> **TASK TO COMPLETE**
Print exactly the lines from the line with "Pick out every instance of the leather" to the last line of the data, please, both included.
### PROVIDED MATERIAL ###
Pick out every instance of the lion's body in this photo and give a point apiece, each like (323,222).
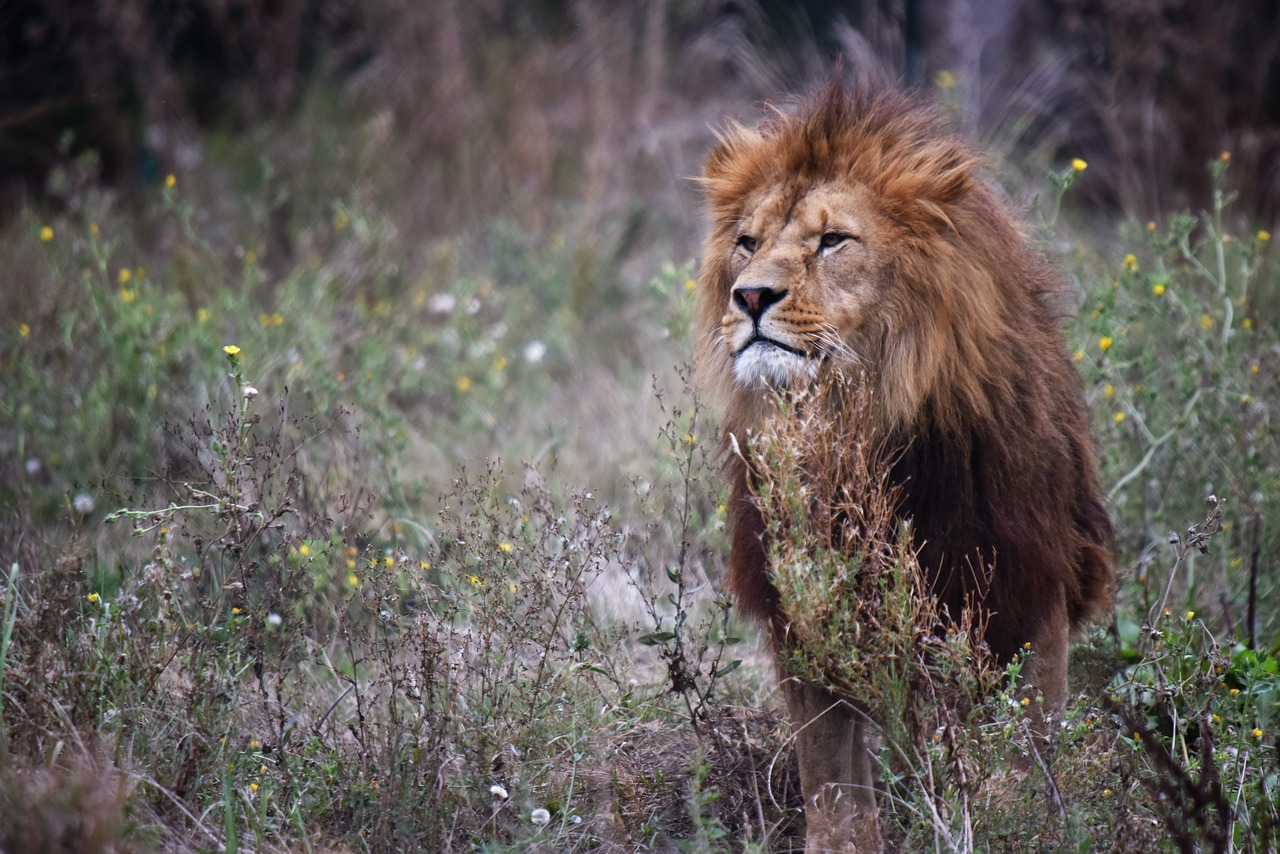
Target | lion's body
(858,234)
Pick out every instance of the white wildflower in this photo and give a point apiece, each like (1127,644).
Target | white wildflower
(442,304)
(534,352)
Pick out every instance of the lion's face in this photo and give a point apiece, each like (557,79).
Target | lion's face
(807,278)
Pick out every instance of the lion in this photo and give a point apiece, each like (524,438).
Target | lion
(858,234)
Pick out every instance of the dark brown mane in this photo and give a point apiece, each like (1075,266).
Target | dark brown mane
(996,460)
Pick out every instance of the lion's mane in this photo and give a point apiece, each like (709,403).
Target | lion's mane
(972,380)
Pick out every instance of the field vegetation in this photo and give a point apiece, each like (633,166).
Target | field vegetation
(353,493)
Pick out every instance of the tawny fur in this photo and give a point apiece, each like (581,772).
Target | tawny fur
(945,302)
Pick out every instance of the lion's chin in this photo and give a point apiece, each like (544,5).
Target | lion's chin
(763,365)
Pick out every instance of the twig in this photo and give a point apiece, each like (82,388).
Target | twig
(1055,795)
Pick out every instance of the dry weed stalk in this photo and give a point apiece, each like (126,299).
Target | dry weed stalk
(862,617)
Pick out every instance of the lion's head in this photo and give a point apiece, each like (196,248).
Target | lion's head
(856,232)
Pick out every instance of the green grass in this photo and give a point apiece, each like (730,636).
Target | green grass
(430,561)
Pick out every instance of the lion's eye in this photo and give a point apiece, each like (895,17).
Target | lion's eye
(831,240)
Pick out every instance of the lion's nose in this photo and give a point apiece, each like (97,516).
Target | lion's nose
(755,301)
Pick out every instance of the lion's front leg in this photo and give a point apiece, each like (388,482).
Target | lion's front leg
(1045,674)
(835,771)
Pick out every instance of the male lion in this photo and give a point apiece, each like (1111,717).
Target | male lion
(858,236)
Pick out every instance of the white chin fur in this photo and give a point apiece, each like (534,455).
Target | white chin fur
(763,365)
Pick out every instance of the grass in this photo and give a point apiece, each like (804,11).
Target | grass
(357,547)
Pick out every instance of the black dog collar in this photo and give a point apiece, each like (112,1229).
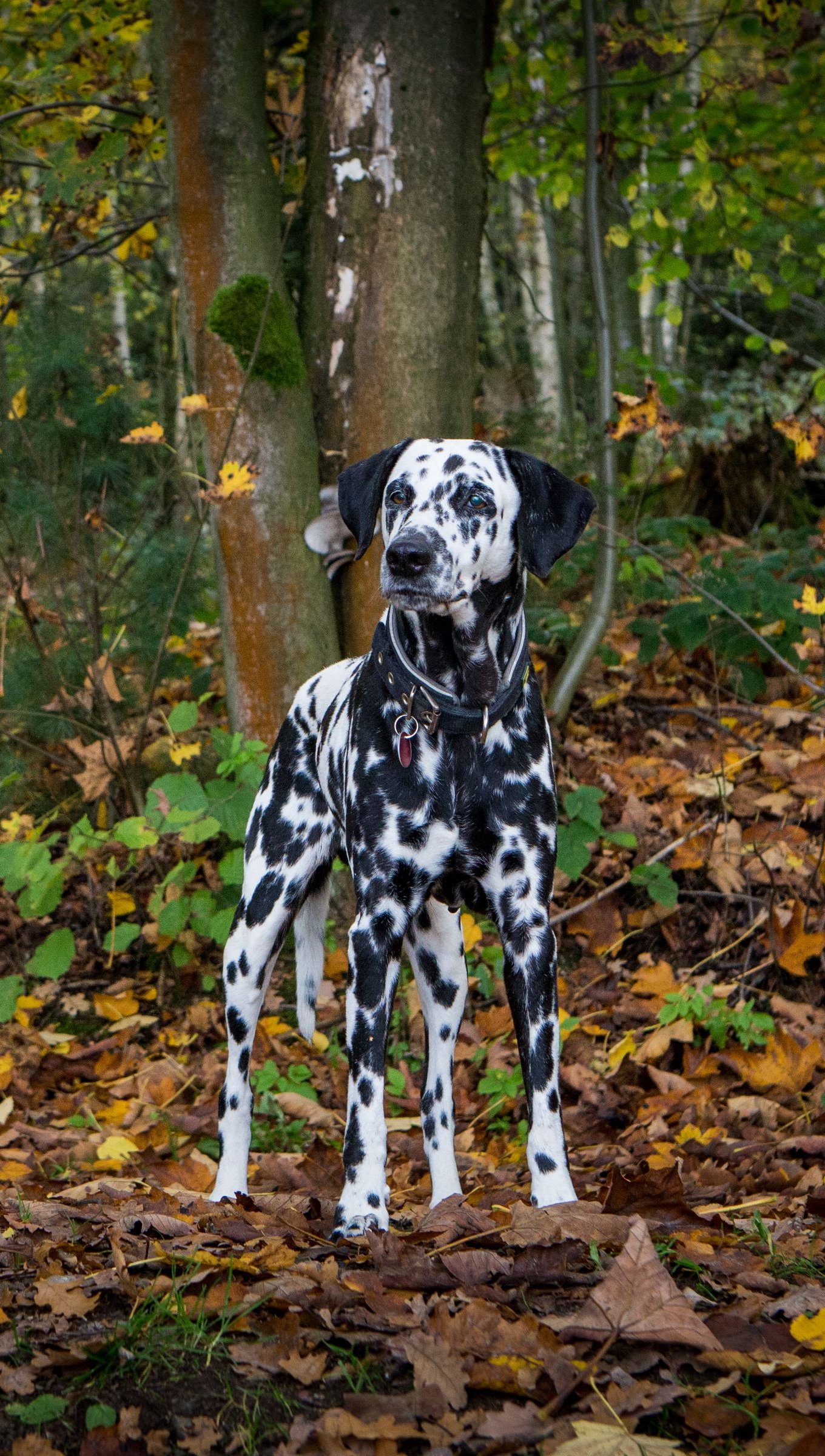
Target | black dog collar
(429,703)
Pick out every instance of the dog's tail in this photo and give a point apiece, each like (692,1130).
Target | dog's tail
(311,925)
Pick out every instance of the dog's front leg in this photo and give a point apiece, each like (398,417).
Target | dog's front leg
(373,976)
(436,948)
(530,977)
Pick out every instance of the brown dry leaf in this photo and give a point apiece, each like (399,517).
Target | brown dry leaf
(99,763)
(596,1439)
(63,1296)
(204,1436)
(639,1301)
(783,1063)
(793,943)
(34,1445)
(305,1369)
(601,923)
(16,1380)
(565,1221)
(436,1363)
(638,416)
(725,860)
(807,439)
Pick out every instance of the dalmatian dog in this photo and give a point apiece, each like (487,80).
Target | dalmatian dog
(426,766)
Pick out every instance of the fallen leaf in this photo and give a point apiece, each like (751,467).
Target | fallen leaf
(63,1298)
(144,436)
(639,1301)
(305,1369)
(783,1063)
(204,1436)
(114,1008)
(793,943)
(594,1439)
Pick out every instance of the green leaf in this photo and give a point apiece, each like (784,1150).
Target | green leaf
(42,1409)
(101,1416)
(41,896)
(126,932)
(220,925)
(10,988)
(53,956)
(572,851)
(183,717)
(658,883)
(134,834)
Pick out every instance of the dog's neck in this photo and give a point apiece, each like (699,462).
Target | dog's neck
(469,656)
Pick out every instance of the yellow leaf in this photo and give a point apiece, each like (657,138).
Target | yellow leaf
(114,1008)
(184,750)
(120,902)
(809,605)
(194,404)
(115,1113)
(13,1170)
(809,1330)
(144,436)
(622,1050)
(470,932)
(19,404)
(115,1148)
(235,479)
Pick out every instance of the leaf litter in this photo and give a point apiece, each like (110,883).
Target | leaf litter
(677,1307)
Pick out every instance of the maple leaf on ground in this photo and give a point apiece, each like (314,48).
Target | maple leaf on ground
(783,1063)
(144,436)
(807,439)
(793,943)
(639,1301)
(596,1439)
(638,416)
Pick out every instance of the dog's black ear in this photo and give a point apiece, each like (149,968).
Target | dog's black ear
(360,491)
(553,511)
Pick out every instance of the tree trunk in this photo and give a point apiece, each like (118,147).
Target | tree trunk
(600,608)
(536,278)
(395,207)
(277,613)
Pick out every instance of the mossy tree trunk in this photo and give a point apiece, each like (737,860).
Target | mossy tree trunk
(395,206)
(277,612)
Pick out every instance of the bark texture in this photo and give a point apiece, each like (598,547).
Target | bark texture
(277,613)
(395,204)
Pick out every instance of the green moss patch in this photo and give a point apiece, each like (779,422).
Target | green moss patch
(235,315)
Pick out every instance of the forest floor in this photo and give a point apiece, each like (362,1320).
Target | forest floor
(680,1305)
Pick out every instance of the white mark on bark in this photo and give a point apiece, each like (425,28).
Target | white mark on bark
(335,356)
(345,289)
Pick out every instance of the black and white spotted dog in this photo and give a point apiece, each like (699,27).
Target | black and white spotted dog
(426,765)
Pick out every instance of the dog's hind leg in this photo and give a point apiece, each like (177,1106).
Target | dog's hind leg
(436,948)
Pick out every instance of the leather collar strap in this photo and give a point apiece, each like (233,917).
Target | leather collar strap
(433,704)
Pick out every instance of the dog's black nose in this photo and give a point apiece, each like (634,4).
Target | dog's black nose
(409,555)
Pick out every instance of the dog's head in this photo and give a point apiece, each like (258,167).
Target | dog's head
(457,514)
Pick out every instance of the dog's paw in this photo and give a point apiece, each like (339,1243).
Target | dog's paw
###
> **TASK ANSWER**
Pick out every instance of the leather collar strap in this photo and give a point apiece, each like (233,917).
Target | leather collar strap
(433,704)
Pick out every instance of the dog's black nose in this photo and give a point apiece, each like (634,4).
Target | dog's black nose
(409,555)
Pick out every instance of the dog's head in this photo and give a point apiece, each like (258,167).
Target | dog's head
(457,514)
Pick out every instance of the dog's paw in this photo and give a point apiece, each like (339,1243).
Target | dog's paw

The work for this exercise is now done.